--- SOURCE TEXT Enclosed Below ---
It's a dichotomy this job. One minute you are dealing with a blithering idiot, the next you are working to save someone's life.
Take yesterday - we were called to a woman who *lives* on hospital property. The A&E department is less than 200 yards away. Our patient had dialled 999 for 'sore feet'. She was fully able to walk and hadn't taken any painkillers because 'they don't work'. Well they definitely don't work if you leave them sitting in the packet. For this I'd driven on lights and sirens halfway across town.
She also had me fuming because after our arrival at hospital she didn't want to sit in the waiting room, and then she wouldn't give our ambulance blanket back (even though I promised to get her a hospital one). I've got to admit that I *really* wanted to punch her in the face, right there and then. Instead I stormed off, my hands in fists. Let the nurses at the A&E department deal with her, we've done our part.
I may be getting anger management problems...
But then our next job was a beauty. A 72 year old man with a cough, a burning sensation in his chest and pain that got worse when he coughed. It looked (and sounded) like a classic pneumonia. We wheeled him out to the ambulance and did a 12 lead ECG to see what his heart was doing.
Yep - he was having a heart attack.
Yet again the patient didn't present with the classic picture of a heart attack and it is only because we are thorough that we discovered this.
So - off to the London Chest Hospital where they do the excellent and lifesaving angioplasty. It turned out that the patient had a blockage in the same place as the last person I took there. Another potential 'Widowmaker'. While they were clearing the blockage, they found another two areas of concern and cleared them at the same time.
I've got to make the point that the London Chest Hospital has always been extremely friendly towards me, I think that they are very 'pro-ambulance'; when we go there they are professional and are more than willing to let us watch the operation and explain to us exactly what they are doing.
I think that this partnership between us and the angioplasty centres around London is (one of the few) success stories of the NHS.
So there you have it - one of the reasons why I like this job, you can be dealing with utter rubbish one moment, and the next you can be doing something completely worthwhile.
And the job after that one? A Maternataxi.
--- End of Enclosed SOURCE TEXT ---
### WHAT YOU WILL DO
1. List the symptoms of the 72 year old man that the ambulance account names.
2. Reproduce the part of the ambulance account that opens with the words containing "Yep - he was" and closes with "the same time.".
--- DATASET SECTION Enclosed Below ---
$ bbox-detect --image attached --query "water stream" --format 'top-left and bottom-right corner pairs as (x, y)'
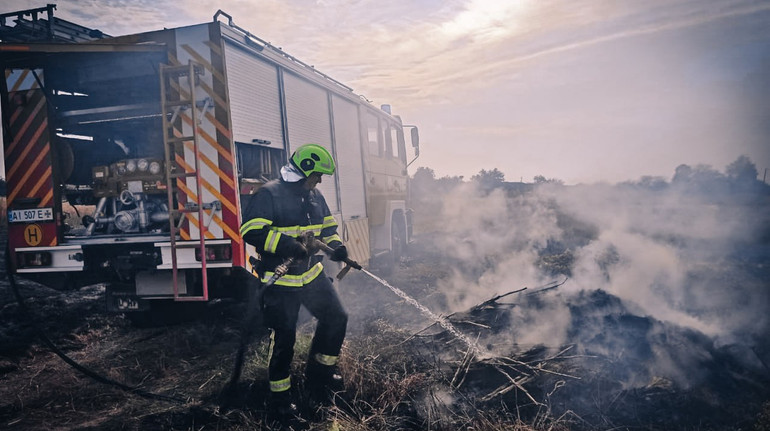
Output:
(361, 268), (480, 356)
--- End of Enclosed DATASET SECTION ---
### TASK-BY-TASK SOLUTIONS
1.
- A cough
- A burning sensation in his chest
- Pain that got worse when he coughed

2.
Yep - he was having a heart attack.
Yet again the patient didn't present with the classic picture of a heart attack and it is only because we are thorough that we discovered this.
So - off to the London Chest Hospital where they do the excellent and lifesaving angioplasty. It turned out that the patient had a blockage in the same place as the last person I took there. Another potential 'Widowmaker'. While they were clearing the blockage, they found another two areas of concern and cleared them at the same time.